> _DIRECTIONS_:
1) Update the Foxconn revenue report from "June revenue roses" to "risks to growth.", replacing "previous three months" with "prior quarter".
2) List every amount stated in Taiwan dollars (T$) in the Foxconn revenue report.

> _SOURCE PASSAGE_:
******************************
TAIPEI, July 5 (Reuters) - Taiwan's Foxconn,
the world's largest contract electronics maker, reported record
second-quarter revenue on strong demand for artificial
intelligence products but cautioned about geopolitical and
exchange rate headwinds.
Revenue for Apple's ( AAPL ) biggest iPhone assembler jumped
15.82% year-on-year to T$1.797 trillion, Foxconn said
in a statement on Saturday, beating the T$1.7896 trillion LSEG
SmartEstimate, which gives greater weight to forecasts from
analysts who are more consistently accurate.
Robust AI demand led to strong revenue growth for its cloud
and networking products division, said Foxconn, whose customers
include AI chip firm Nvidia ( NVDA ).
Smart consumer electronics, which includes iPhones, posted
"flattish" year-on-year revenue growth affected by exchange
rates, it said.
June revenue roses 10.09% on year to T$540.237 billion, a
record high for that month.
Foxconn said it anticipates growth in this quarter from the
previous three months and from the same period last year but
cautioned about potential risks to growth.
"The impact of evolving global political and economic
conditions and exchange rate changes will need continued close
monitoring," it said without elaborating.
******************************
> _STORED DATA_:
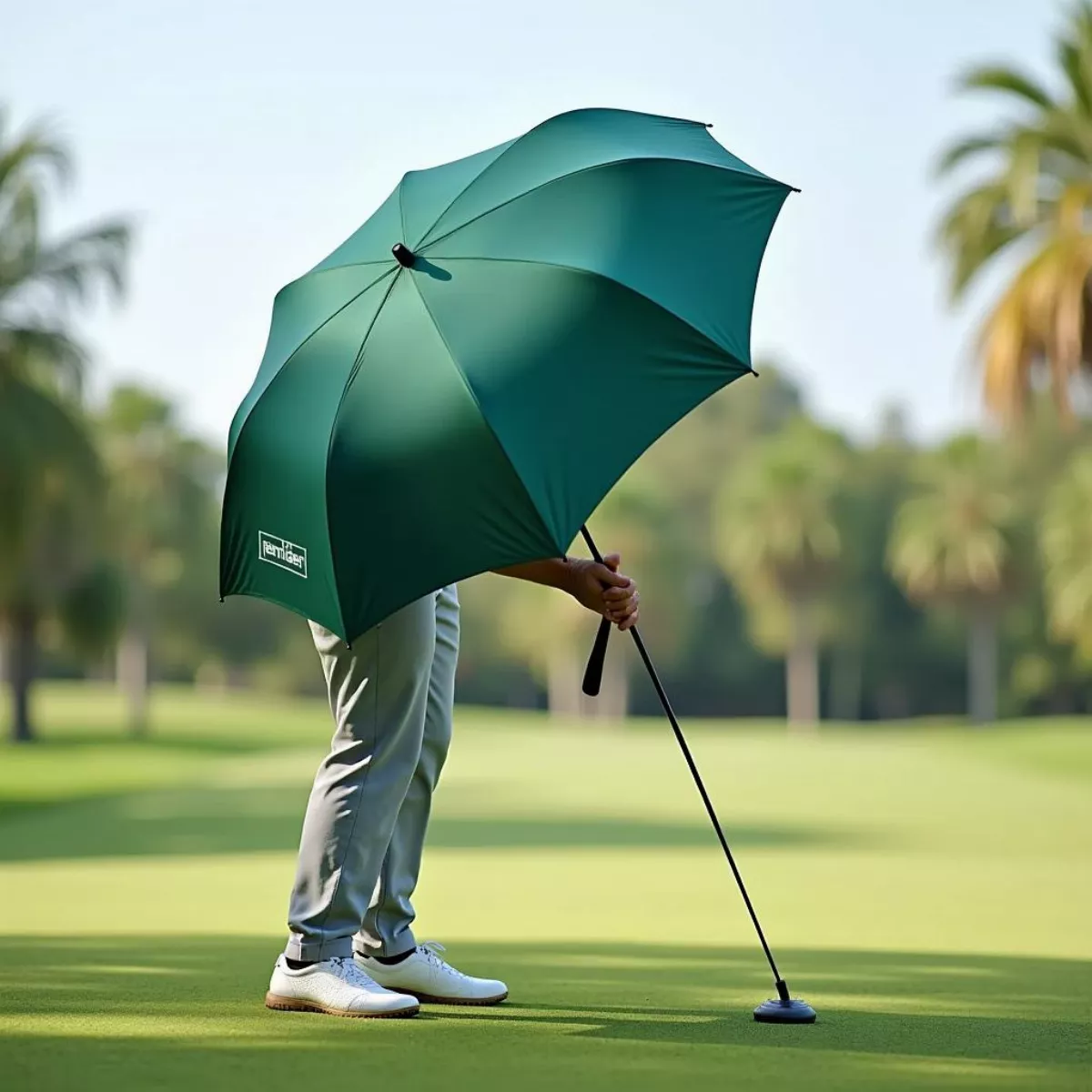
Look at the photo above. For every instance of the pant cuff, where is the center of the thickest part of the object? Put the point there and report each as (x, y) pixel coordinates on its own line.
******************************
> _WORKED ANSWERS_:
1)
June revenue roses 10.09% on year to T$540.237 billion, a
record high for that month.
Foxconn said it anticipates growth in this quarter from the
prior quarter and from the same period last year but
cautioned about potential risks to growth.

2)
- T$1.797 trillion
- T$1.7896 trillion
- T$540.237 billion